■ Problem to work on ■
Scan the data below and copy each line where "cypress" occurs.

(Point localization data)

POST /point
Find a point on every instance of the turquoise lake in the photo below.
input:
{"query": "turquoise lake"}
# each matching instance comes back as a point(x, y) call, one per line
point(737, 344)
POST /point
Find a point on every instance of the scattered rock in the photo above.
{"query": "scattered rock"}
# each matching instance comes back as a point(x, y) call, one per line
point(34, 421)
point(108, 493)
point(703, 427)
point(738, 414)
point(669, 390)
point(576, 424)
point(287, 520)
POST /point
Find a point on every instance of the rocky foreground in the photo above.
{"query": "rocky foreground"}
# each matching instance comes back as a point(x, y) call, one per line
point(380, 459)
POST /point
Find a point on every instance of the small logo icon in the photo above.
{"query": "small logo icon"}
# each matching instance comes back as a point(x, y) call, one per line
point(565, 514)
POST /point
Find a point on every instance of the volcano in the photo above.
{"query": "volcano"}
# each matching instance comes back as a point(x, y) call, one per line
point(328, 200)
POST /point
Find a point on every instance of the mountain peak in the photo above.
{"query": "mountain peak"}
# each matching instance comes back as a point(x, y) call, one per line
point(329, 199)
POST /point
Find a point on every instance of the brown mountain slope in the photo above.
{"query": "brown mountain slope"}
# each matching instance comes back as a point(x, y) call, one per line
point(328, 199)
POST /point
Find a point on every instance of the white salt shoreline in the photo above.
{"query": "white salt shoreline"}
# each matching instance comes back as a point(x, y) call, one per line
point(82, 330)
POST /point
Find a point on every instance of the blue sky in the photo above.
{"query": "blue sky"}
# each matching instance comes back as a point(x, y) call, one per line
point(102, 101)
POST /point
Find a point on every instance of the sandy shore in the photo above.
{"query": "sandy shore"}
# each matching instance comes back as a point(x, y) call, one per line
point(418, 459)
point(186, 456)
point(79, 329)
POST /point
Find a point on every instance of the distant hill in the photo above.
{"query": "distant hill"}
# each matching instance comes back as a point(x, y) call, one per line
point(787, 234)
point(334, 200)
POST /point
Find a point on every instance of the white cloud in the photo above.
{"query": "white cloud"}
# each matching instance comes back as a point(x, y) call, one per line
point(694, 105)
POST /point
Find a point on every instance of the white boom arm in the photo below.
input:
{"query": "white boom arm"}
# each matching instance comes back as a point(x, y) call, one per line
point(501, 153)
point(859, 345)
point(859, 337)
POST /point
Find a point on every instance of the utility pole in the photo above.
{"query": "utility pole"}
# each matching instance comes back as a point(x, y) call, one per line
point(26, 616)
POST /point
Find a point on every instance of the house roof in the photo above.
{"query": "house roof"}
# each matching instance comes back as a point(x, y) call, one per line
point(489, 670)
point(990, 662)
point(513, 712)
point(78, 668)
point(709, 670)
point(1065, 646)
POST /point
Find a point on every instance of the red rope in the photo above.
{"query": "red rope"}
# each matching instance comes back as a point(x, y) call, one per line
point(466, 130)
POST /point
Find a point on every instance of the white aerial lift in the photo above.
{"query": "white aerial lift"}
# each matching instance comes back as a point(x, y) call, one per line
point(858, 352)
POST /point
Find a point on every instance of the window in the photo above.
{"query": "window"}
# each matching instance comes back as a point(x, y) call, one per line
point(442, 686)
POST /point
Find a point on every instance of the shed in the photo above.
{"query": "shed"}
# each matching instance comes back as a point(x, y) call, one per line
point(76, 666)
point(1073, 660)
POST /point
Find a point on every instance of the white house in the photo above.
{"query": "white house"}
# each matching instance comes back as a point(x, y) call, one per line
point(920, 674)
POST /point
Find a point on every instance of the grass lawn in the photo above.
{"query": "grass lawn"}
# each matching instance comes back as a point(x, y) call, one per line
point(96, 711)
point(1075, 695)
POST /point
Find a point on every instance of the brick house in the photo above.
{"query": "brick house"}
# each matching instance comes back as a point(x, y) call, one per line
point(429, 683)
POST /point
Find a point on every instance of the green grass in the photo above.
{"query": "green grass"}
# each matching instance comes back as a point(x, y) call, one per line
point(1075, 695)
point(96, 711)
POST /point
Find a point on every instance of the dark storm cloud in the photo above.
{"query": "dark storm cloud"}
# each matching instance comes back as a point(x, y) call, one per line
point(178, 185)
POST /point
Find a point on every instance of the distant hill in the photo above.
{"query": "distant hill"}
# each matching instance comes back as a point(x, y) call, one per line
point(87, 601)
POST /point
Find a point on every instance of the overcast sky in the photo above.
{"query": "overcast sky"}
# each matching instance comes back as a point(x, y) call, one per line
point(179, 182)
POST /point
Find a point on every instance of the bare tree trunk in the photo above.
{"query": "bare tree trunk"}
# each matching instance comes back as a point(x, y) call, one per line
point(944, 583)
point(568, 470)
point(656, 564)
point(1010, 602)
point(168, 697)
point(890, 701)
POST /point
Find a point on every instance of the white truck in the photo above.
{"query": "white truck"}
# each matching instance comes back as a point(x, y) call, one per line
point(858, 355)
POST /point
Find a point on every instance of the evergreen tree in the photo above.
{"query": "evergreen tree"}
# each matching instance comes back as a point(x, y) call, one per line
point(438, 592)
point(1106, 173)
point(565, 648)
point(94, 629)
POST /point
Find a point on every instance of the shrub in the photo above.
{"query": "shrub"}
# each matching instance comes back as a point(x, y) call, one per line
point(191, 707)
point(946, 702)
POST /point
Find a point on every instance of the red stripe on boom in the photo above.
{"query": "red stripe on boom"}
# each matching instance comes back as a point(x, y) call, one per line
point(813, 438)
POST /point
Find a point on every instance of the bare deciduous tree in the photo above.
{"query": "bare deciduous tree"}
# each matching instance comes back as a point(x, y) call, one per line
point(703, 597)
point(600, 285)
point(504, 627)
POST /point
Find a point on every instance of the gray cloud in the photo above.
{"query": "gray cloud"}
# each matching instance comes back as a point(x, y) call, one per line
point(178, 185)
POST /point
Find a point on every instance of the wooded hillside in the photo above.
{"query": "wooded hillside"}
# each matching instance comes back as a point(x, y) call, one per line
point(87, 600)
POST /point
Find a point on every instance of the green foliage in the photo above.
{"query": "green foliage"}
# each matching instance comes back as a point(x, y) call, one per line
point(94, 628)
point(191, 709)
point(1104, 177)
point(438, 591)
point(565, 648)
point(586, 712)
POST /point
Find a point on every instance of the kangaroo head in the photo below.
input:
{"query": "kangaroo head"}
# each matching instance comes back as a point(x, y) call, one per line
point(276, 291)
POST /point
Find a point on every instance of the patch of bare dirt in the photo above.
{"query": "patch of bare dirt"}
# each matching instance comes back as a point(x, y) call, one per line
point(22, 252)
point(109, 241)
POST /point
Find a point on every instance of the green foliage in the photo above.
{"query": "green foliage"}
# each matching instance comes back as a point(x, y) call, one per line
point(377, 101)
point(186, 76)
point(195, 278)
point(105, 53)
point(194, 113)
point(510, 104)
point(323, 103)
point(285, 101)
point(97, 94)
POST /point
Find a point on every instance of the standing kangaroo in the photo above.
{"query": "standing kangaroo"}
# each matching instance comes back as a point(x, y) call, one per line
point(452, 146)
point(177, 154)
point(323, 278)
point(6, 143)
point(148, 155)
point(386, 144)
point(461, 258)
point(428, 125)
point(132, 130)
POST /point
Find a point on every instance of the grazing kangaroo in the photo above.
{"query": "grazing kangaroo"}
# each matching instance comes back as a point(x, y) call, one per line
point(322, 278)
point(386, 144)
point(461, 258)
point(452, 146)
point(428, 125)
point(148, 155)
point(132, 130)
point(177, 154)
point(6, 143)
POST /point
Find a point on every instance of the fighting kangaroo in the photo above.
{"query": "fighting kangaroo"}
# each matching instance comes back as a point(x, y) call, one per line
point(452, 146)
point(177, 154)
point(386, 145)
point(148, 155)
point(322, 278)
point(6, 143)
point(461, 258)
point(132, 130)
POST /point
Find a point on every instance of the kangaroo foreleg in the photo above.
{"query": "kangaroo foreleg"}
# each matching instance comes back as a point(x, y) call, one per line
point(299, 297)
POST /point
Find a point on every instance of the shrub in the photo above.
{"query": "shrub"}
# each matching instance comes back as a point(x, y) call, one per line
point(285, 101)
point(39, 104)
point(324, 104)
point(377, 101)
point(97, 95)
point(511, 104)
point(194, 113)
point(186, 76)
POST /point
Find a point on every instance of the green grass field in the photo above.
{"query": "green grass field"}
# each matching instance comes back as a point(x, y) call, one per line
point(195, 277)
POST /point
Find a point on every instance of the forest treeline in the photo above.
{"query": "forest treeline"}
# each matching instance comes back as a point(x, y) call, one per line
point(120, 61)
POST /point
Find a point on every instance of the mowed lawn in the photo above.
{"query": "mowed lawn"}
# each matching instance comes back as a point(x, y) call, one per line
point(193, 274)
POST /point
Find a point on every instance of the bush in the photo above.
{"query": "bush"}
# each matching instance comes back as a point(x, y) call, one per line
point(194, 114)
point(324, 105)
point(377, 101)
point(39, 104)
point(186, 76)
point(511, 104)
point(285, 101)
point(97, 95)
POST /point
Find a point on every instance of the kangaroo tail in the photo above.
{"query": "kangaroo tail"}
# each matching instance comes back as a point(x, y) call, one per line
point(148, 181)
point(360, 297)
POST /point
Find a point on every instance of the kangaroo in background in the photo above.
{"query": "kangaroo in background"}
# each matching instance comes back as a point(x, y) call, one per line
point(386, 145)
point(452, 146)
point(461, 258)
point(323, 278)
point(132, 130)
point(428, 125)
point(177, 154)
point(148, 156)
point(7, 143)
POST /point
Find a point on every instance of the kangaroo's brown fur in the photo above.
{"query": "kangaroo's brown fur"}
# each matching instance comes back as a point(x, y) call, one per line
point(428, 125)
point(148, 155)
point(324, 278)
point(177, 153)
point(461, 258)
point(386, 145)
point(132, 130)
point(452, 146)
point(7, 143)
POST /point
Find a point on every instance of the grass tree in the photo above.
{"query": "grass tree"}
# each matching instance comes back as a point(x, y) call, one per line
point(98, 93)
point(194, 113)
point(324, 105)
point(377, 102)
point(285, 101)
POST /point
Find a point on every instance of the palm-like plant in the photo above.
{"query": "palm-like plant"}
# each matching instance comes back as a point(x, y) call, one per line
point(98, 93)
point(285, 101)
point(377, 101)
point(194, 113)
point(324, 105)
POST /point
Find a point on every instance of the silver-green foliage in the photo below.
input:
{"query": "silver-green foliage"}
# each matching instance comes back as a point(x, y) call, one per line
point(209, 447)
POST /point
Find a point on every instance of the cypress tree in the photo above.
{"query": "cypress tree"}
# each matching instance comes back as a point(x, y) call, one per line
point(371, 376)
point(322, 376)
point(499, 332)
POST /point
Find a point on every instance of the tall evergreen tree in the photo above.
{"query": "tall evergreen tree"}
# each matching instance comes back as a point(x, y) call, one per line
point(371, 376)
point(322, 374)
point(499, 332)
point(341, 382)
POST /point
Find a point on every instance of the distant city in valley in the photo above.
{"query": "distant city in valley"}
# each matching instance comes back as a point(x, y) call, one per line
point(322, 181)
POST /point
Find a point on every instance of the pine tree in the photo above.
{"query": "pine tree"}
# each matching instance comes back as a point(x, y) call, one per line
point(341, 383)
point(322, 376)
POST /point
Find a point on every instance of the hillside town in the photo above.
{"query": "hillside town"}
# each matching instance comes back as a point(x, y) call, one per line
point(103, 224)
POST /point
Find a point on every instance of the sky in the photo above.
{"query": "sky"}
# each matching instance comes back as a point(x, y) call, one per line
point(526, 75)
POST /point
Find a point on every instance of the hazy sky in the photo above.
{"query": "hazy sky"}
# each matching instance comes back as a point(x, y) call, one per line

■ Task output ■
Find a point on every instance of the cypress tree in the photo above.
{"query": "cypress tree"}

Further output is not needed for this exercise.